**作業の目的**
下の「ロッド物語」の本文に出てくる竿の部位の名前を、すべて挙げてください。

**本文セクション**
.....

ロッド物語

 僕が最初に自分のお金で買った竿はルアーロッドでした。
 今や名前も定かではない竿(メーカーも何だか分からんメーカー)。確か価格は5千円くらい。購入した場所は宇都宮の、今は亡き小さな釣り具屋さん。当時の僕にはかなり思い切った買い物で、かなり迷って購入したのを覚えています。
 ブルーのグリップとグレーのブランクがなかなかオシャレなテレスコピック式ロッド。今良く見ると、穂先だけがグラスのソリッドで、後はカーボンのようです。総グラス素材製より圧倒的に軽く、見た目にも高級感がありました(今見ればそれなりなんですが)。
 僕はそのロッドを…。鯉釣りに使っていました(笑)。

.....

(未加工の行)
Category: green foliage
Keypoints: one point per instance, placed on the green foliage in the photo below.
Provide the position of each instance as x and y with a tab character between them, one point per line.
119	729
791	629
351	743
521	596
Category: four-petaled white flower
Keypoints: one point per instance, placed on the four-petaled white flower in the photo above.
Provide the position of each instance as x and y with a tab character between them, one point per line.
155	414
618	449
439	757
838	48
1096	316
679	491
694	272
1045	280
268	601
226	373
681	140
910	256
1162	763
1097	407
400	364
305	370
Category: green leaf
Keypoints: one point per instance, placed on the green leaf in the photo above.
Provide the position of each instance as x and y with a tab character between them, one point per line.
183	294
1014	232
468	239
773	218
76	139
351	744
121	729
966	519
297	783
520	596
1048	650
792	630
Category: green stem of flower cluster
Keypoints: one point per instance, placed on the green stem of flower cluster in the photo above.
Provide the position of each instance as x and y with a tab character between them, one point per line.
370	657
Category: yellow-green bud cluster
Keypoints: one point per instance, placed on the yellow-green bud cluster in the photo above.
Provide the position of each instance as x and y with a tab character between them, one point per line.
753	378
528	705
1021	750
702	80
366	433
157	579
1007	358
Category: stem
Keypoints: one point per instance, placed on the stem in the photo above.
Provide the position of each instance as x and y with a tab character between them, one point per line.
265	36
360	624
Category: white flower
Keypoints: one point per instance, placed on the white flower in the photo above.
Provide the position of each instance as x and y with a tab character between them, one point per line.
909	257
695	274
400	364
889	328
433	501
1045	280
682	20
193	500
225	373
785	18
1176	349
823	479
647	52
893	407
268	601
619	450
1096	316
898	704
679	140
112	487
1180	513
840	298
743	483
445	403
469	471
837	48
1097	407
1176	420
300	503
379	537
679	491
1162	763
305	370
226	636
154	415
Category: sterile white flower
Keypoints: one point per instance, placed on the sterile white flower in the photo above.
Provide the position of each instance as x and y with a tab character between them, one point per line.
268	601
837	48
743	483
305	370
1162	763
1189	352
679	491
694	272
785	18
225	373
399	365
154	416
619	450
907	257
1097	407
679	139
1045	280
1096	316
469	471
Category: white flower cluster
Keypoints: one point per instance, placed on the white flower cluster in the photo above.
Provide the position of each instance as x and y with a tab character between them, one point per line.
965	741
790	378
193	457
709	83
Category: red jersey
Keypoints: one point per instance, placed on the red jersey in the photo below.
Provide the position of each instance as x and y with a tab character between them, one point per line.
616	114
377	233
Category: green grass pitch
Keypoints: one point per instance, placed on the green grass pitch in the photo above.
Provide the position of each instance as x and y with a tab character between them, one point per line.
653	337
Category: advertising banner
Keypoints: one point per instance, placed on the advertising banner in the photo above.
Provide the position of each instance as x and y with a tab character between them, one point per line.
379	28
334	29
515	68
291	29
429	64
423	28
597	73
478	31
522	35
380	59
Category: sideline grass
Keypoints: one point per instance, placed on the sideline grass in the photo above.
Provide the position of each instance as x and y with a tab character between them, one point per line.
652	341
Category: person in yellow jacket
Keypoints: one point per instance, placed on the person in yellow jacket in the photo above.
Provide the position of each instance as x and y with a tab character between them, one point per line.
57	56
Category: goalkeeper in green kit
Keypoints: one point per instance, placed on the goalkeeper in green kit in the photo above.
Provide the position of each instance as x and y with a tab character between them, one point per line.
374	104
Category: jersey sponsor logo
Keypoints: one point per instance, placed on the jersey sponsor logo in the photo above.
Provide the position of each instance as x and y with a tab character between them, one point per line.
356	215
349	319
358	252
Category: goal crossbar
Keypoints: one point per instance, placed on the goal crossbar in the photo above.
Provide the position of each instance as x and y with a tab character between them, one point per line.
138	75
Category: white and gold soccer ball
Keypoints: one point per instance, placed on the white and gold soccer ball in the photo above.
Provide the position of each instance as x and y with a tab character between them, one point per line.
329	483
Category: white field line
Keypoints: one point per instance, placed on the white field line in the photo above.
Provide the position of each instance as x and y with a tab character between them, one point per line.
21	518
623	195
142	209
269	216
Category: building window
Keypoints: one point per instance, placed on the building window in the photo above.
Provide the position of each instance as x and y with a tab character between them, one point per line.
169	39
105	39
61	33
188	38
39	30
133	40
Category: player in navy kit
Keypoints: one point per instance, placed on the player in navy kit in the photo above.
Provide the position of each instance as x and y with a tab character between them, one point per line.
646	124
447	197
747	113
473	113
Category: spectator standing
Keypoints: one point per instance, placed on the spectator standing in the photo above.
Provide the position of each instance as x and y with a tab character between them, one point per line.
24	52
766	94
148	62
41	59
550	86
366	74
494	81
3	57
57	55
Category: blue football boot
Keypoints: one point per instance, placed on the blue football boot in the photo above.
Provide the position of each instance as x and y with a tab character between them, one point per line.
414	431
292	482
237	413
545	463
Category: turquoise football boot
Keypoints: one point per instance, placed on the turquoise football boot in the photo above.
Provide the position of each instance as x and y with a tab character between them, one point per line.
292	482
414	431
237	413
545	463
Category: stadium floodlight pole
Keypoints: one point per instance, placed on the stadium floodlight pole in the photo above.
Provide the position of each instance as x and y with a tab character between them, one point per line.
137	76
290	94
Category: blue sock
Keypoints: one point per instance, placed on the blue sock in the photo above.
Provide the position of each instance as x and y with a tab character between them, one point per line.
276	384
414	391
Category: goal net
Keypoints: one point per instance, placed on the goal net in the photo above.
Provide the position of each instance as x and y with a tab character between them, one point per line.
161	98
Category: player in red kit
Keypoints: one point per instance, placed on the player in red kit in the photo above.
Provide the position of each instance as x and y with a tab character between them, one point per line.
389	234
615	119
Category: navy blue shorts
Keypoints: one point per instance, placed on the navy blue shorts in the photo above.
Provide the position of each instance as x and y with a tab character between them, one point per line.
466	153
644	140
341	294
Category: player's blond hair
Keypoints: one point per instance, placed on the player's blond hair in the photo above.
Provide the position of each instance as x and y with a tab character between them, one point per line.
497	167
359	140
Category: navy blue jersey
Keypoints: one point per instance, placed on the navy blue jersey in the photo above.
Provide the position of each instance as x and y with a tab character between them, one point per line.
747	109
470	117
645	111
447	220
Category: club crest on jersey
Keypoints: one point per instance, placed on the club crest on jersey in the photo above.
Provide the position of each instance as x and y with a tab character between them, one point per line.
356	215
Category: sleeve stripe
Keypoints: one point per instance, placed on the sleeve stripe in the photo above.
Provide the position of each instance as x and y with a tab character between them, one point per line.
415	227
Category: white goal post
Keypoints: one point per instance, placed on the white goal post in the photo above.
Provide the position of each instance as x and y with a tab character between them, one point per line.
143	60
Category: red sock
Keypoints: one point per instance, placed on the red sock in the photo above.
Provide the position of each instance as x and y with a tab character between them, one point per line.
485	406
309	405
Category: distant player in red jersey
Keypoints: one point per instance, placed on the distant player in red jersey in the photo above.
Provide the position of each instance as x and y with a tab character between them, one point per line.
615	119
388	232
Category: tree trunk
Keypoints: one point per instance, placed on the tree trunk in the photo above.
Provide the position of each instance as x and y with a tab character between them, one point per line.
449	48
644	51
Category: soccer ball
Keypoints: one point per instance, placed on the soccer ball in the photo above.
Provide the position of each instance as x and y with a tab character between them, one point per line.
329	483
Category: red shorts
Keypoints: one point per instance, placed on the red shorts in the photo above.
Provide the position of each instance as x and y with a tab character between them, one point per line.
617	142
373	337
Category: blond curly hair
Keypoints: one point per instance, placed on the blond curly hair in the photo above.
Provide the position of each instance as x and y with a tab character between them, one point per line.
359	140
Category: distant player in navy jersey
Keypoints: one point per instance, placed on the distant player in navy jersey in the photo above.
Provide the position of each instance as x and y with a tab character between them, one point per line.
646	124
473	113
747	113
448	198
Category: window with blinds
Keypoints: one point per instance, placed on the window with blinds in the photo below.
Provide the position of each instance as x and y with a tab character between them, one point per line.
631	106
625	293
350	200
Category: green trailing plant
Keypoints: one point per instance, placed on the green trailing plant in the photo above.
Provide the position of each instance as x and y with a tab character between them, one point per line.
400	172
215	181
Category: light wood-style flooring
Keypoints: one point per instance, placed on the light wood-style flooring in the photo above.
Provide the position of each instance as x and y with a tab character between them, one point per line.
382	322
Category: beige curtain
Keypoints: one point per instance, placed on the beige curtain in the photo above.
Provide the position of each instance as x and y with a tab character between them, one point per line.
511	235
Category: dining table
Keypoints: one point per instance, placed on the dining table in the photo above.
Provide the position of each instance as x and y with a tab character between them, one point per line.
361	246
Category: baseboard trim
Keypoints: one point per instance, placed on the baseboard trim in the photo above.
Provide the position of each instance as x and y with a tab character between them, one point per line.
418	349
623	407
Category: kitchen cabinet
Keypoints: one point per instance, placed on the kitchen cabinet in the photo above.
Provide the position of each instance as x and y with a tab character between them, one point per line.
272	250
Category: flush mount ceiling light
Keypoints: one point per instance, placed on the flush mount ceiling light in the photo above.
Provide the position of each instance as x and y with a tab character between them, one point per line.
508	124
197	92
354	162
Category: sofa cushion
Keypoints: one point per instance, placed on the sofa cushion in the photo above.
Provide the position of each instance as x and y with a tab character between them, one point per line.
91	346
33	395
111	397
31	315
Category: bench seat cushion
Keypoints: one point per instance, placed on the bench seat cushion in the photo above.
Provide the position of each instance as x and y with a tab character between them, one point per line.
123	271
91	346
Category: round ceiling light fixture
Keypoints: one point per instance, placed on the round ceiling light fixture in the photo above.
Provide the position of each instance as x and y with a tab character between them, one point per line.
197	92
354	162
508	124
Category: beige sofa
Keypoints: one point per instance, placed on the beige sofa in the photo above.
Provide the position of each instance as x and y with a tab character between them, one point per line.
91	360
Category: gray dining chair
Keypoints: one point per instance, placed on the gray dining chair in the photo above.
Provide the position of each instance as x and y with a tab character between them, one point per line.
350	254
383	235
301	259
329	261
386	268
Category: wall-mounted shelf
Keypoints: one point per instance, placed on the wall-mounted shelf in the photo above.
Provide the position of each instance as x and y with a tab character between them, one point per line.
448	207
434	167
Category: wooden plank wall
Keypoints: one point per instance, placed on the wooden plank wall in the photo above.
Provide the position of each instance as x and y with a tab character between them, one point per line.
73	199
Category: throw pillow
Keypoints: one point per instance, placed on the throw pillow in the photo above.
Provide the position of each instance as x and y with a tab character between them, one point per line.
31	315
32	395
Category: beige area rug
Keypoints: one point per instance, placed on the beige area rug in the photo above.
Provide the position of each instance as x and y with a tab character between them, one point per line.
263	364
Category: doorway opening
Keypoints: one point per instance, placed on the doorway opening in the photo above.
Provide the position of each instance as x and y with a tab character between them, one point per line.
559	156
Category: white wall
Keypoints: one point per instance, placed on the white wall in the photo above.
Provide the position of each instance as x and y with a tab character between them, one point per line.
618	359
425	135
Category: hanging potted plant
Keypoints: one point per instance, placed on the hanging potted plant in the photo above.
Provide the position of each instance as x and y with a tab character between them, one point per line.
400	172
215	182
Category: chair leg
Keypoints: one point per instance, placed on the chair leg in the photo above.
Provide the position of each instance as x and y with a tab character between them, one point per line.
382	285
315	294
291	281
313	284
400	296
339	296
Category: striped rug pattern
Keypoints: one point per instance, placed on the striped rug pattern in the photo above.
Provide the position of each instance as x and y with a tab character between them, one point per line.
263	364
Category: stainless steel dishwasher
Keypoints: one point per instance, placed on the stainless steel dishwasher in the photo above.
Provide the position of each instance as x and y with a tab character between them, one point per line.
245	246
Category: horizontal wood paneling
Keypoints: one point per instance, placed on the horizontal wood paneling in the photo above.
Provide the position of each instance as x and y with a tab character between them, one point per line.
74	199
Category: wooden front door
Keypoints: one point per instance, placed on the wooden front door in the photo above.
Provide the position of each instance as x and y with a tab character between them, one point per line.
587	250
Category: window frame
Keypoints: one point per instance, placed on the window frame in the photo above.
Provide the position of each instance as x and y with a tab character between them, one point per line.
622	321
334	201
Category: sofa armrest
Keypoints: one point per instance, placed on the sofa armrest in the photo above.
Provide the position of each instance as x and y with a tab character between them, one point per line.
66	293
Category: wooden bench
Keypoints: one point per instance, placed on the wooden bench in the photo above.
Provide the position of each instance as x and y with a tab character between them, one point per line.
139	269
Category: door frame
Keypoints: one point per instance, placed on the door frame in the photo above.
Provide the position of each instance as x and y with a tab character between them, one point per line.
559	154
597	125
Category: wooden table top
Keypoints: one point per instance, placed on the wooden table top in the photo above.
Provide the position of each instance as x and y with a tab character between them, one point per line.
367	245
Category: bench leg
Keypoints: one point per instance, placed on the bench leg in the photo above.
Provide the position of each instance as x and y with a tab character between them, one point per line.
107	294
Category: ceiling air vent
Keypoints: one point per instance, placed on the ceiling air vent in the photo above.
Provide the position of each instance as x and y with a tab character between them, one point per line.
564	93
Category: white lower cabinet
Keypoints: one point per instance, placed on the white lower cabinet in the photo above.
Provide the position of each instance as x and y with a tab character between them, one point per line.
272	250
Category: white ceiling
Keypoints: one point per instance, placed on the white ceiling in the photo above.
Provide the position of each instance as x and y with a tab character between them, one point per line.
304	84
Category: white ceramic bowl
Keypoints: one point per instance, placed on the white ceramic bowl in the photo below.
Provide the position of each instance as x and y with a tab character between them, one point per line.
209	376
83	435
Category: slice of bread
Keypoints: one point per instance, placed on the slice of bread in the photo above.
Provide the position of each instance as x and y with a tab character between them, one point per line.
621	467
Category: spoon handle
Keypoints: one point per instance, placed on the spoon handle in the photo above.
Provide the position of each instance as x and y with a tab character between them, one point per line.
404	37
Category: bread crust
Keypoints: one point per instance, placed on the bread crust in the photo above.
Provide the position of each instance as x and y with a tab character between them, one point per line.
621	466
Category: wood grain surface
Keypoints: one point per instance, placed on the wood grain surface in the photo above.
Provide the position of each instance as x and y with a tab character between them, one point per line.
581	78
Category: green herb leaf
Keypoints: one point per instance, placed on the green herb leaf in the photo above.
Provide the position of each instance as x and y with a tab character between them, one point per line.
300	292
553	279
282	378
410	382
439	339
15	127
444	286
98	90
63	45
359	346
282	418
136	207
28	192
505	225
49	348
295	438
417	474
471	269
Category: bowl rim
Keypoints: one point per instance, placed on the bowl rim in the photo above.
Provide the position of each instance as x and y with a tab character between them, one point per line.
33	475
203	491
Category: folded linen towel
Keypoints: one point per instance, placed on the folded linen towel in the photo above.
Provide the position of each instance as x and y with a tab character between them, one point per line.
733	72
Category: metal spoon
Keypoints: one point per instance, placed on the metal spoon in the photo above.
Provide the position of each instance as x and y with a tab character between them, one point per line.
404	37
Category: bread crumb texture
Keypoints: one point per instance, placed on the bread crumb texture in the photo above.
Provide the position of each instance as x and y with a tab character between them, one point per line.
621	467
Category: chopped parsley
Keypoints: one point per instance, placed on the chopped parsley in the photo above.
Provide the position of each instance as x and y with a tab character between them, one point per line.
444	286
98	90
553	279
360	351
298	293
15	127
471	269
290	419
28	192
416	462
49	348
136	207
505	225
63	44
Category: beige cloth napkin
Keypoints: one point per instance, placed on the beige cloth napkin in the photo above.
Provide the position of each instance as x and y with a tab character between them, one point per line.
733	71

.....

**この作業の結果**
グリップ、ブランク、穂先の三つです。